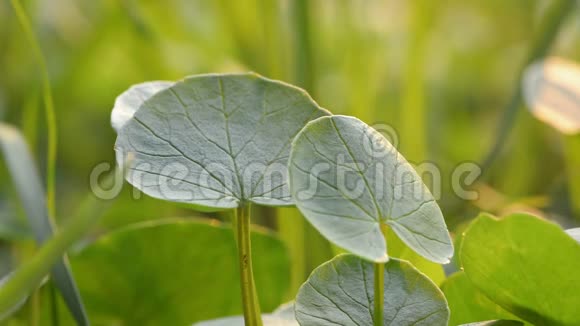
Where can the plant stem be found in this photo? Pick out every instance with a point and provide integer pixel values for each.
(379, 286)
(379, 294)
(30, 274)
(250, 301)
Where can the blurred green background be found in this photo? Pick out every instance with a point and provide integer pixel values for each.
(439, 72)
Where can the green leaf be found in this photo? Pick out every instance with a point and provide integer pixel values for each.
(129, 101)
(29, 187)
(468, 304)
(527, 265)
(398, 249)
(341, 292)
(495, 323)
(216, 140)
(348, 180)
(175, 272)
(283, 316)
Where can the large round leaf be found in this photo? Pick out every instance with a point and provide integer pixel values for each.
(175, 272)
(347, 180)
(216, 140)
(468, 304)
(341, 292)
(526, 265)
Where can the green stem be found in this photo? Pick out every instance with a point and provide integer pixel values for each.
(543, 40)
(48, 104)
(251, 305)
(379, 286)
(379, 293)
(572, 156)
(304, 70)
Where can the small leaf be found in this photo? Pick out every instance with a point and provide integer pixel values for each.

□ □ □

Rewrite all of the data above, changing every "this photo" to "this image" and leaving everything else the same. Omit the pictures from your answer.

# TASK RESULT
Where can the plant stem be found in this image? Pick out every instance with a point and provide integer pixel values for each.
(379, 286)
(379, 294)
(30, 274)
(250, 301)
Where can the blurred green background be found in this image? Pick out every instance with a point and provide integer pixel values for each.
(439, 72)
Where can the green leaf be found in this image? Pick out every instance with a point and provide integer pixel values for each.
(129, 101)
(29, 187)
(468, 304)
(527, 265)
(398, 249)
(341, 292)
(495, 323)
(216, 140)
(348, 180)
(175, 272)
(283, 316)
Where can the large round leaf be found in this image? Pick out every instance with a point and provide integer pixel values for each.
(175, 272)
(347, 180)
(216, 140)
(468, 304)
(341, 292)
(526, 265)
Where can the green stem be found in this image? Pick out every instance with a point and provide integer pixel values for each.
(543, 40)
(48, 104)
(251, 305)
(379, 286)
(379, 293)
(572, 156)
(304, 70)
Where can the small leaf be found in this image? Pick out every instance with a point and provide integer pixel values for each.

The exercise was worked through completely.